→ **RECORDS TO PROCESS**:

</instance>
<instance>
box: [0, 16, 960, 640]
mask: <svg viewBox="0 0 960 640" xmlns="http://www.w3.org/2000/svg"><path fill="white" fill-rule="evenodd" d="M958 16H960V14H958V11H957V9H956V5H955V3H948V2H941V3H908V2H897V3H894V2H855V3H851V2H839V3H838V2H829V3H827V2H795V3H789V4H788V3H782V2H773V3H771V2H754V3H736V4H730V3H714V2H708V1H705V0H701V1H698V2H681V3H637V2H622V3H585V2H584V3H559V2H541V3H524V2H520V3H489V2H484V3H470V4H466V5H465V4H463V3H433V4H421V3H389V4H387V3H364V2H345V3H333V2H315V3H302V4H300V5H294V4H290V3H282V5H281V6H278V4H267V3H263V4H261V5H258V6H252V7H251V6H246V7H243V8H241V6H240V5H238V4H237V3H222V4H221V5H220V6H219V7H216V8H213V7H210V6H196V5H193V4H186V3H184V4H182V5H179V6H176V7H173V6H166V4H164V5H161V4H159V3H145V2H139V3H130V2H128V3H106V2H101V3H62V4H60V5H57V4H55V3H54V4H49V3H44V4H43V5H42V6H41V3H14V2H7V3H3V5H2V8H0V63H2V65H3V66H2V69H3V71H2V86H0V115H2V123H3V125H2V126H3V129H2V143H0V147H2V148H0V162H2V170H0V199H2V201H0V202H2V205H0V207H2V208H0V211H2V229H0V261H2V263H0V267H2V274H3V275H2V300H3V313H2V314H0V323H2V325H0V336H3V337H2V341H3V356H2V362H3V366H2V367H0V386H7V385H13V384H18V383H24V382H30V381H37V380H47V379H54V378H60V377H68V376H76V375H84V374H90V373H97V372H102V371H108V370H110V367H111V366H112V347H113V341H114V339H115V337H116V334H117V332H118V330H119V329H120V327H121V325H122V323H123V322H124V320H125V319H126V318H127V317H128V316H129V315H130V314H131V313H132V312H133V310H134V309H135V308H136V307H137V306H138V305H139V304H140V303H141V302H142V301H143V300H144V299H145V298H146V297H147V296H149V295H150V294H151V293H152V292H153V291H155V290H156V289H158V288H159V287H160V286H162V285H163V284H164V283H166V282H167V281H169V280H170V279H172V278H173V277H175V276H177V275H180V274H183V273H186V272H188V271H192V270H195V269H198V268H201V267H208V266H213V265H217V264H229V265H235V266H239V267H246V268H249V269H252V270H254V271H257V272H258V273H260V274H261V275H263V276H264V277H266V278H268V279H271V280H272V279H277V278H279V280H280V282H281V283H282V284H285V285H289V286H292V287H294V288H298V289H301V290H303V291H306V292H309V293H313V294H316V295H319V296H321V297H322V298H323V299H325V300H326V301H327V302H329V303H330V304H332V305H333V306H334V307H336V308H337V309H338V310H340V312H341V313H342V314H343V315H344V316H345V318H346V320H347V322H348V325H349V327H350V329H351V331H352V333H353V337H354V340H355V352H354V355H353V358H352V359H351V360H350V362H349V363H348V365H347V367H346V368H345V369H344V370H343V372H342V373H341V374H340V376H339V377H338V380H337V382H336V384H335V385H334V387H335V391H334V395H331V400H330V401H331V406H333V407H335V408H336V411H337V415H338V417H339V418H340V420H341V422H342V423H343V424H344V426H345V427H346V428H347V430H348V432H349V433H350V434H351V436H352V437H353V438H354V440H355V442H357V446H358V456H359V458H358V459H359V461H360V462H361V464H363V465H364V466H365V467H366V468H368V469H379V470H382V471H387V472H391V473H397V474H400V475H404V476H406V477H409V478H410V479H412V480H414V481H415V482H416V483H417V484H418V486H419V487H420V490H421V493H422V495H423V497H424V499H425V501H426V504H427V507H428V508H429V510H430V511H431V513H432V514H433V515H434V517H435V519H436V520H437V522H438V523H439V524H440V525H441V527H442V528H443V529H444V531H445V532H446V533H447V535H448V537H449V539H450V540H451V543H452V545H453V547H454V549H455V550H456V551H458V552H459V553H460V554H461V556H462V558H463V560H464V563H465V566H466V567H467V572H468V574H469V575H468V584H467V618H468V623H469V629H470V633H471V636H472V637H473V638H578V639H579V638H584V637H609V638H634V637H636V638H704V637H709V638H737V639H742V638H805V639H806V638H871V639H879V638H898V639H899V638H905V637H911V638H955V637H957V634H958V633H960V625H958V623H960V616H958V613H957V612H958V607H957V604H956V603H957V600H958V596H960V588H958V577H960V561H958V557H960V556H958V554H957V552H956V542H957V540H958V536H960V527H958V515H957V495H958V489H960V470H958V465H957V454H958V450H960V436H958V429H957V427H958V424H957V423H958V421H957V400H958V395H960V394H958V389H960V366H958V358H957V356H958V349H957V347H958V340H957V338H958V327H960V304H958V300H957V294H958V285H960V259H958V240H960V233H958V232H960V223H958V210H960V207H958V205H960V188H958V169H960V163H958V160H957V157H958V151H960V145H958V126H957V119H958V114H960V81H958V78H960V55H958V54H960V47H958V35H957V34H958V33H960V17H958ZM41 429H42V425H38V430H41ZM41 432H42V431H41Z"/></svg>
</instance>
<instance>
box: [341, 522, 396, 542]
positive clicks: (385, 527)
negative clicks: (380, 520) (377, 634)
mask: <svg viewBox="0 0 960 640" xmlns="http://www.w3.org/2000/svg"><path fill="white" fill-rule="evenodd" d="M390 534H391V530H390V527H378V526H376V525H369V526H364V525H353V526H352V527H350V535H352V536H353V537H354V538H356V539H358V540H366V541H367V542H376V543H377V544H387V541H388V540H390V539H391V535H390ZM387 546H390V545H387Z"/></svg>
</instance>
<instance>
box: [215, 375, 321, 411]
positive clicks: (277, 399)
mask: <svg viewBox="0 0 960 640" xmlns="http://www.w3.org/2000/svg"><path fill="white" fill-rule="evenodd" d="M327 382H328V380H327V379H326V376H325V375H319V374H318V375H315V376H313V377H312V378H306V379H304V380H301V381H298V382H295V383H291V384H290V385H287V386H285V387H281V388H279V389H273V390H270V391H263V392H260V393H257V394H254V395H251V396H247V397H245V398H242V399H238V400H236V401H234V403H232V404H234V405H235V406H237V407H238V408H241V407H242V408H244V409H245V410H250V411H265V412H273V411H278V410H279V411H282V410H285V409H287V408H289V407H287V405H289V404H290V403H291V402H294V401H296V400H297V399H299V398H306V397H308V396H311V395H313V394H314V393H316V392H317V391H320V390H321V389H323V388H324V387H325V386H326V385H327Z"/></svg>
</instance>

→ **WHAT YOU HAVE TO DO**: Count the lines in the entries above that contain the string "positive", with case counting, and reply with the number only.

→ **ANSWER FOR THIS EXERCISE**: 2